QUESTIONS ON THE MATERIAL:
a) Name every direction the hiker may move in, as given in the Path With Minimum Effort post.
b) Please reproduce, word for word, the stretch of the Path With Minimum Effort post from "## DEV Community" through "the minimum effort.".

SUPPLIED TEXT:
-----
## DEV Community

Abhishek Chaudhary

Posted on

# Path With Minimum Effort

You are a hiker preparing for an upcoming hike. You are given `heights`, a 2D array of size `rows x columns`, where `heights[row][col]` represents the height of cell `(row, col)`. You are situated in the top-left cell, `(0, 0)`, and you hope to travel to the bottom-right cell, `(rows-1, columns-1)` (i.e., 0-indexed). You can move up, down, left, or right, and you wish to find a route that requires the minimum effort.

A route's effort is the maximum absolute difference in heights between two consecutive cells of the route.

Return the minimum effort required to travel from the top-left cell to the bottom-right cell.
-----
(Items in a dataset)
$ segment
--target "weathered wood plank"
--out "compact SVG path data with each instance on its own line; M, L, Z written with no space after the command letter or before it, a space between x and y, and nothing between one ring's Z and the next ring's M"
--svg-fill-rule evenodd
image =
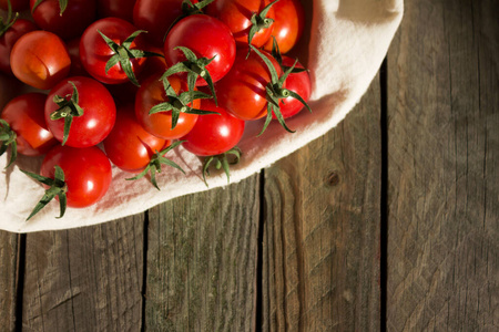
-----
ANSWERS PROVIDED:
a) Up, down, left, right

b)
## DEV Community

Abhishek Chaudhary

Posted on

# Path With Minimum Effort

You are a hiker preparing for an upcoming hike. You are given `heights`, a 2D array of size `rows x columns`, where `heights[row][col]` represents the height of cell `(row, col)`. You are situated in the top-left cell, `(0, 0)`, and you hope to travel to the bottom-right cell, `(rows-1, columns-1)` (i.e., 0-indexed). You can move up, down, left, or right, and you wish to find a route that requires the minimum effort.